Assignment: Put the lines of the records below into a numbered list, leaving out any blank lines. Start at the line containing "Task: derive a" and end after the line containing "box: [162, 136, 180, 198]", including both.

START Data supplied

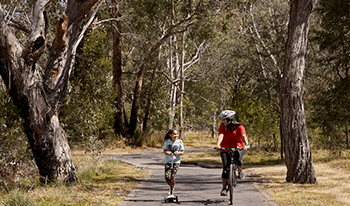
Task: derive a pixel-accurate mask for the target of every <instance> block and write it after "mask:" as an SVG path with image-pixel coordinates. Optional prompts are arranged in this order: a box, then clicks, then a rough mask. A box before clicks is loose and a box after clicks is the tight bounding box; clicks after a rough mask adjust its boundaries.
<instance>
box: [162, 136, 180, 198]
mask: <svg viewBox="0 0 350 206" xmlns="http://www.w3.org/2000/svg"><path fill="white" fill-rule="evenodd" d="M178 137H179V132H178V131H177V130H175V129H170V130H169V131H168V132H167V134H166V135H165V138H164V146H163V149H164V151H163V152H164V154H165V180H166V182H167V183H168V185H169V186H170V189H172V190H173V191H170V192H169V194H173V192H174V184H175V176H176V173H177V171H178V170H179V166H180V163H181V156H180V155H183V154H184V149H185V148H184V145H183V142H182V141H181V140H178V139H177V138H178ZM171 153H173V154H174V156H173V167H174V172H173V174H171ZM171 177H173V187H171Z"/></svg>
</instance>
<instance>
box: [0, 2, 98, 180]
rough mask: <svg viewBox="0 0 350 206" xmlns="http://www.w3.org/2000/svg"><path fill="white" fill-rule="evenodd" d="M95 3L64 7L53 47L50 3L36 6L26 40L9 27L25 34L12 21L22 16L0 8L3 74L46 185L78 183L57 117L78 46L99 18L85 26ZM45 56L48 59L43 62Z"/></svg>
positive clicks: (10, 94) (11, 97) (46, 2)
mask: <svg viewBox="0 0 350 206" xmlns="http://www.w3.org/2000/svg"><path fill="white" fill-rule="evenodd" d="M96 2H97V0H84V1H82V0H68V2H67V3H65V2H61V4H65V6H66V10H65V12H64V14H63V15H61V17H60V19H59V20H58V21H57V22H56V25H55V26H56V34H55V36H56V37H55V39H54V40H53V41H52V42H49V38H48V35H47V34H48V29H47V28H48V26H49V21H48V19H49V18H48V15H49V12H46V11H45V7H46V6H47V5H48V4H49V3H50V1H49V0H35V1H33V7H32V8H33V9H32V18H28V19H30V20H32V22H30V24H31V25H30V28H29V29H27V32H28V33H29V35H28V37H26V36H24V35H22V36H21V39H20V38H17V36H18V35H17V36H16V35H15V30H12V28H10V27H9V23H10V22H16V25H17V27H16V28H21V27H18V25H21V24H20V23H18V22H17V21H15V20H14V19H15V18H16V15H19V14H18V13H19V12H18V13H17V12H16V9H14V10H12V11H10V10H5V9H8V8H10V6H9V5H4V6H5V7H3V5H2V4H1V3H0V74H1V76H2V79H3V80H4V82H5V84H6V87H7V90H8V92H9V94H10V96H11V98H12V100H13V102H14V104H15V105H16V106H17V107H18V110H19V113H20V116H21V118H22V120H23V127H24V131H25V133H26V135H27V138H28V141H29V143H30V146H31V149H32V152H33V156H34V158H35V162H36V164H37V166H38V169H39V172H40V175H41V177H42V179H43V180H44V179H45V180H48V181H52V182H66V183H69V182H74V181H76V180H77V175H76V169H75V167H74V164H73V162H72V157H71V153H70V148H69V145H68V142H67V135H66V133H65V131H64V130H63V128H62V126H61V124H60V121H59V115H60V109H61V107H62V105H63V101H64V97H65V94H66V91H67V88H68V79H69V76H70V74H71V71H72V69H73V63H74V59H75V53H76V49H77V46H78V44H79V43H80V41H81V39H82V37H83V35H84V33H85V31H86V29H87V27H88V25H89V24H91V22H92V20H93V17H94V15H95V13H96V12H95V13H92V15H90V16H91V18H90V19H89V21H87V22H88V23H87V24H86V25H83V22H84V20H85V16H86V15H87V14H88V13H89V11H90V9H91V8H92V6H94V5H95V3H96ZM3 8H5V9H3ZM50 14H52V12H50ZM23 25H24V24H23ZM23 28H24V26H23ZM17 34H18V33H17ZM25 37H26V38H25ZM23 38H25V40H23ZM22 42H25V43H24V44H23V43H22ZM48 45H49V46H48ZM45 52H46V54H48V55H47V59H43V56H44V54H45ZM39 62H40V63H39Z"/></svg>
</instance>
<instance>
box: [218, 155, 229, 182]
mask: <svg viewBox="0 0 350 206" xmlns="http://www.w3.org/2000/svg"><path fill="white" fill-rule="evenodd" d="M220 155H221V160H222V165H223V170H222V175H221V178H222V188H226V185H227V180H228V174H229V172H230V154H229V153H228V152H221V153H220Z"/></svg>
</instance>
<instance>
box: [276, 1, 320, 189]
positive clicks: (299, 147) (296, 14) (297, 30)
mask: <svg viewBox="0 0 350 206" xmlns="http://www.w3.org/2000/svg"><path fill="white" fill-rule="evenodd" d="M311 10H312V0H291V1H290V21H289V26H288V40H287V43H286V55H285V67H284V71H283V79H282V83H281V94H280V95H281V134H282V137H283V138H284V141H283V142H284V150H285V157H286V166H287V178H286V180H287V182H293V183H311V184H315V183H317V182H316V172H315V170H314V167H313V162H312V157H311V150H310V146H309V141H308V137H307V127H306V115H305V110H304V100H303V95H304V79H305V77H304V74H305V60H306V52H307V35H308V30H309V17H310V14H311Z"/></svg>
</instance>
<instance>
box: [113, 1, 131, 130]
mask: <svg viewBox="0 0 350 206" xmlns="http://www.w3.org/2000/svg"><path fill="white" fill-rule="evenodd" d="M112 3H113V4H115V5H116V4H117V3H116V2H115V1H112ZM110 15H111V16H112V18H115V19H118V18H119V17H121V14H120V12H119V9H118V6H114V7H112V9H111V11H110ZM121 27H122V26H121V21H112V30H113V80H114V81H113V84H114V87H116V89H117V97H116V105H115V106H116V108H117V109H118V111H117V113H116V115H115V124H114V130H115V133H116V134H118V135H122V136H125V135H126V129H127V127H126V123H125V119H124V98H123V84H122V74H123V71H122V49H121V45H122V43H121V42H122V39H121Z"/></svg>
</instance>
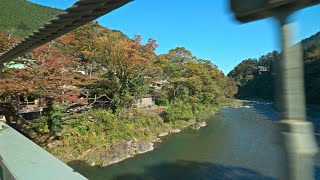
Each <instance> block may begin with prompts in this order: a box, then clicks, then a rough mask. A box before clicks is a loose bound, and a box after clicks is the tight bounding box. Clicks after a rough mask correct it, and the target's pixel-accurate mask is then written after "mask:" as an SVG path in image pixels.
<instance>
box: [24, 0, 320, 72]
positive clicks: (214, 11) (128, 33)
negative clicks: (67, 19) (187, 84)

END Data supplied
START Data supplied

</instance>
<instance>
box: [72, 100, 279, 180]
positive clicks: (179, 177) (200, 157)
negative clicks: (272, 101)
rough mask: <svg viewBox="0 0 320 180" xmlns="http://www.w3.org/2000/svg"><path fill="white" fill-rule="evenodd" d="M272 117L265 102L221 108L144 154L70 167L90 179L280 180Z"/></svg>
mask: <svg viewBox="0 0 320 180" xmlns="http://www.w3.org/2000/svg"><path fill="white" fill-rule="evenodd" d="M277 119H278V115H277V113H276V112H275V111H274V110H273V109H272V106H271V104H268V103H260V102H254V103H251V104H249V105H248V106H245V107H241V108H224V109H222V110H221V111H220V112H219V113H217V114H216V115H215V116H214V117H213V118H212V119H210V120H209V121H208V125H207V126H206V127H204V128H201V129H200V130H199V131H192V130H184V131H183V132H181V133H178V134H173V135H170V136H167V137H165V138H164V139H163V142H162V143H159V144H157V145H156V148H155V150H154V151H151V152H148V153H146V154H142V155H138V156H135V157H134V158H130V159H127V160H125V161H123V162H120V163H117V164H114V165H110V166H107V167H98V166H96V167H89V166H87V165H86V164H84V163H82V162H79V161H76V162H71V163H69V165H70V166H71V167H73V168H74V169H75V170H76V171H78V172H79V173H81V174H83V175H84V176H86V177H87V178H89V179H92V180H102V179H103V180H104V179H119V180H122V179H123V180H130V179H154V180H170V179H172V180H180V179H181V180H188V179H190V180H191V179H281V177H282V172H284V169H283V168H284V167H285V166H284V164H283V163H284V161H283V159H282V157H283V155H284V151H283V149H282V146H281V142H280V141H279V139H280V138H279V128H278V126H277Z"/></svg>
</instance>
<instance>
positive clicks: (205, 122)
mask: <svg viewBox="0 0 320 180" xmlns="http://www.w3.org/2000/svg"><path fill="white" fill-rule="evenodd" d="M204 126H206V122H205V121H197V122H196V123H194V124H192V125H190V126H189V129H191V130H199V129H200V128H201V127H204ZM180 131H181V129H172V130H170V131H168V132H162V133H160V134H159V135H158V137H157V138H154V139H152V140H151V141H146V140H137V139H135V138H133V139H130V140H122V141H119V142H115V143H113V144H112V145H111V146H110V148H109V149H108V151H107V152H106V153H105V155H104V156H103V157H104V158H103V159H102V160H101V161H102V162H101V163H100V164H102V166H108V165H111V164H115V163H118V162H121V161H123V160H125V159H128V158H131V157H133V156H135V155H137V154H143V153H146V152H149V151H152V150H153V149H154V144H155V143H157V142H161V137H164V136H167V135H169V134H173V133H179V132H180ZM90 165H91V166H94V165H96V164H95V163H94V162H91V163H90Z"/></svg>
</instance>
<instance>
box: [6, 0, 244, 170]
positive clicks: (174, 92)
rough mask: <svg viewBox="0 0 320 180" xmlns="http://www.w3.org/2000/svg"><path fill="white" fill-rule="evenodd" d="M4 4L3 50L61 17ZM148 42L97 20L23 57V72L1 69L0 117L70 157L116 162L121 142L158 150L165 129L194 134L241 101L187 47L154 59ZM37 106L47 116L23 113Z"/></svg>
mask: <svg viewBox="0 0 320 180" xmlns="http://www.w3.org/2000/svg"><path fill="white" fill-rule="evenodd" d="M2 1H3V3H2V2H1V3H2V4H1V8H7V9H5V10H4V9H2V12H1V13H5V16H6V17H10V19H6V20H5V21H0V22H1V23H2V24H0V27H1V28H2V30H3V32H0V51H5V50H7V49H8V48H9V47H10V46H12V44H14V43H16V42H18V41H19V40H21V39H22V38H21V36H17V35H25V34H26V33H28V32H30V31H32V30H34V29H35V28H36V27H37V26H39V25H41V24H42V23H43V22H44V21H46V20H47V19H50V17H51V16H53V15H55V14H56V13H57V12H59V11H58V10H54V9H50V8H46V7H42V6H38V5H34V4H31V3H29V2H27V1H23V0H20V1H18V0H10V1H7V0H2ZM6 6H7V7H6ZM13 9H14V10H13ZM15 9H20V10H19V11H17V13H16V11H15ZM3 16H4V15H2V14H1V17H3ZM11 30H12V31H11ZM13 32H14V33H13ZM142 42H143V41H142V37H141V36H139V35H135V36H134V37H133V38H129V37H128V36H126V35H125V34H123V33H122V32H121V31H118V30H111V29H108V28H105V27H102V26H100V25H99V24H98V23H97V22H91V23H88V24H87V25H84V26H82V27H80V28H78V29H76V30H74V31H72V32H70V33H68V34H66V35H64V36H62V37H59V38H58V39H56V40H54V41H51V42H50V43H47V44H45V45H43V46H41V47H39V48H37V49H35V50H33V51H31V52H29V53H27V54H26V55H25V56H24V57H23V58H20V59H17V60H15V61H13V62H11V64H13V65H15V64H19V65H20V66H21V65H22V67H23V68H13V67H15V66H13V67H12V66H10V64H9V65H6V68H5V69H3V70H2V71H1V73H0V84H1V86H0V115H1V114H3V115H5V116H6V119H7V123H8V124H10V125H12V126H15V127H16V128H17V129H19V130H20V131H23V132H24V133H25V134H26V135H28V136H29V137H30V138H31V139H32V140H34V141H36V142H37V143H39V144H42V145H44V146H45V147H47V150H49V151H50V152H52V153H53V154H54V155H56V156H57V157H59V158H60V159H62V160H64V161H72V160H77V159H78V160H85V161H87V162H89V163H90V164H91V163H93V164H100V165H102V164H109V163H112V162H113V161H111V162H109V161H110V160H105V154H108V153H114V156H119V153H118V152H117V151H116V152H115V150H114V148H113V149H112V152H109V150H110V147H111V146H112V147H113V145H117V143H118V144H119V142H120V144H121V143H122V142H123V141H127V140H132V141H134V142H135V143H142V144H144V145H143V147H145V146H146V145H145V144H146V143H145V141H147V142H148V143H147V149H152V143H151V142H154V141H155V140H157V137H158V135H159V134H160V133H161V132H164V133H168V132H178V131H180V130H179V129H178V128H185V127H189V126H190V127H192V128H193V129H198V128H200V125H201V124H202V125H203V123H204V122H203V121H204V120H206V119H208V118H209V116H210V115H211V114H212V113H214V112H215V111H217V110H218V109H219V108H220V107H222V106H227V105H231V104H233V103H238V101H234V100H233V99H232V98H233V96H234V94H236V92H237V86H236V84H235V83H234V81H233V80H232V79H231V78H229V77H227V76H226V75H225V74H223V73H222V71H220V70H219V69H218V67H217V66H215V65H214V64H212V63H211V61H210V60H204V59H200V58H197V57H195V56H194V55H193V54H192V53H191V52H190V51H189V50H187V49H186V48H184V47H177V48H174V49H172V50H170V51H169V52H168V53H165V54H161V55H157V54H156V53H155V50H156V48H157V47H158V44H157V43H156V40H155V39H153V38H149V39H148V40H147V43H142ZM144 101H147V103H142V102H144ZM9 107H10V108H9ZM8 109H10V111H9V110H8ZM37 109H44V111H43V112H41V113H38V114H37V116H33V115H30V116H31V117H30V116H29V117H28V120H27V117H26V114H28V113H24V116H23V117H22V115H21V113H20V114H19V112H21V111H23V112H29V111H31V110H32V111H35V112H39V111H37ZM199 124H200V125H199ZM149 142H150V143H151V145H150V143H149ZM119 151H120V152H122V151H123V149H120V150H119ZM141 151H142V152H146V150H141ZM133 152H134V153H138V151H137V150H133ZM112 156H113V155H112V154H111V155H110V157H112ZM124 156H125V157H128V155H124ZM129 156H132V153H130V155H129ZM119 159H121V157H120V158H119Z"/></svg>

END Data supplied

Finished exercise:
1. Task: derive a pixel-accurate mask for the target of every <instance> block and write it after "mask:" as an SVG path with image-pixel coordinates. Optional prompts are arranged in this order: a box, then clicks, then a rough mask. A box before clicks is loose and a box after clicks is the tight bounding box; clicks after a rough mask adjust its boundaries.
2. <instance>
3. box: [162, 136, 180, 198]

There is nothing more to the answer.